YOUR TASK - Reproduce each of the entries below verbatim, leaving out the pictures.

------ DATASET ROWS

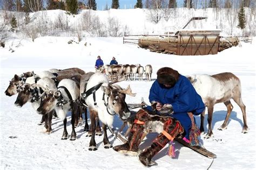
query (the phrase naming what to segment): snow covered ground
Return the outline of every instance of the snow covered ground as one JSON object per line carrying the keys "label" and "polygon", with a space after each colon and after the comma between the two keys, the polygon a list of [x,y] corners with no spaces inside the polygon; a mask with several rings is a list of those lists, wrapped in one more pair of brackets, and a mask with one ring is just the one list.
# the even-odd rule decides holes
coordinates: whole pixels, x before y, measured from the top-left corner
{"label": "snow covered ground", "polygon": [[[34,42],[23,39],[14,53],[9,51],[8,48],[0,48],[0,169],[147,169],[137,157],[123,155],[112,148],[105,149],[102,136],[96,137],[98,150],[89,151],[90,138],[86,137],[86,132],[83,132],[82,126],[76,129],[78,139],[75,141],[60,140],[63,123],[58,119],[52,121],[52,133],[44,134],[43,126],[37,125],[41,116],[35,112],[31,104],[17,108],[14,105],[17,95],[9,97],[4,94],[9,81],[15,74],[31,70],[36,73],[53,68],[78,67],[86,72],[93,71],[99,55],[105,64],[109,63],[112,56],[120,64],[151,64],[153,69],[153,79],[156,79],[157,70],[165,66],[172,67],[183,75],[214,74],[225,72],[235,74],[241,82],[249,132],[241,133],[242,112],[231,101],[234,108],[227,129],[223,131],[217,130],[225,119],[226,108],[223,103],[216,104],[212,121],[214,137],[205,139],[202,134],[200,141],[217,155],[211,169],[256,168],[255,39],[252,44],[242,43],[242,47],[232,47],[217,55],[178,56],[152,53],[136,45],[123,44],[122,38],[86,38],[79,44],[68,44],[73,38],[48,37],[38,38]],[[17,40],[14,44],[19,42]],[[85,42],[86,46],[84,46]],[[6,47],[10,45],[7,44]],[[135,97],[127,96],[126,102],[136,103],[140,102],[142,97],[149,102],[149,91],[152,83],[136,81],[119,83],[124,88],[131,85],[133,92],[137,95]],[[70,120],[70,114],[68,120],[69,134],[71,132]],[[196,120],[199,124],[200,117],[197,117]],[[208,129],[206,120],[204,124],[206,130]],[[114,126],[120,127],[120,124],[118,118],[116,117]],[[107,132],[113,146],[121,144]],[[140,148],[149,146],[156,136],[155,133],[149,134]],[[179,144],[176,144],[176,157],[171,159],[166,155],[167,148],[164,148],[153,158],[158,165],[151,169],[206,169],[213,161]]]}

------------

RESPONSE FOR THIS EXERCISE -
query (the phrase naming what to segment): snow covered ground
Return the outline of every instance of the snow covered ground as one JSON object per line carrying the keys "label" and "polygon", with a space after each colon and after the comma between the two keys, the polygon a list of [x,y] corners with no spaces inside the polygon; a mask with several rings is a list of those lists, wrapped in one more pair of brackets, and a mask with one ring is just the one list.
# the even-odd rule decides holes
coordinates: whole pixels, x before y, measured from the top-left corner
{"label": "snow covered ground", "polygon": [[[34,42],[23,39],[14,53],[9,51],[8,48],[0,48],[0,169],[147,169],[137,157],[123,155],[112,148],[105,149],[102,136],[96,137],[98,150],[89,151],[90,138],[86,137],[86,132],[83,132],[82,126],[76,129],[78,139],[75,141],[60,140],[63,123],[58,119],[52,121],[52,133],[44,134],[43,126],[37,125],[41,116],[35,112],[31,104],[17,108],[14,105],[17,95],[9,97],[4,94],[9,81],[15,74],[31,70],[36,73],[53,68],[78,67],[86,72],[93,71],[99,55],[105,64],[109,63],[112,56],[120,64],[151,64],[153,69],[153,79],[156,79],[157,70],[165,66],[172,67],[183,75],[214,74],[225,72],[235,74],[241,82],[249,132],[241,133],[242,112],[231,101],[234,108],[227,129],[223,131],[217,130],[225,119],[226,108],[223,103],[216,104],[212,121],[214,137],[205,139],[202,134],[200,141],[217,155],[211,169],[256,168],[255,39],[252,44],[242,43],[242,47],[232,47],[217,55],[178,56],[152,53],[136,45],[123,44],[122,38],[86,38],[79,44],[68,44],[73,38],[48,37],[38,38]],[[17,40],[14,44],[19,42]],[[85,42],[86,46],[84,46]],[[6,47],[10,45],[7,44]],[[135,97],[127,96],[126,102],[136,103],[140,102],[142,97],[149,102],[149,91],[152,83],[136,81],[119,83],[124,88],[131,85],[133,92],[137,95]],[[70,120],[70,114],[68,120],[69,134],[71,132]],[[196,120],[199,124],[200,117],[197,117]],[[208,129],[206,120],[204,124],[206,130]],[[114,126],[120,127],[120,124],[118,118],[116,117]],[[107,132],[113,146],[121,144]],[[140,148],[149,146],[156,136],[155,133],[149,134]],[[179,144],[176,144],[176,157],[171,159],[166,155],[167,148],[164,148],[153,158],[158,165],[151,169],[206,169],[213,161]]]}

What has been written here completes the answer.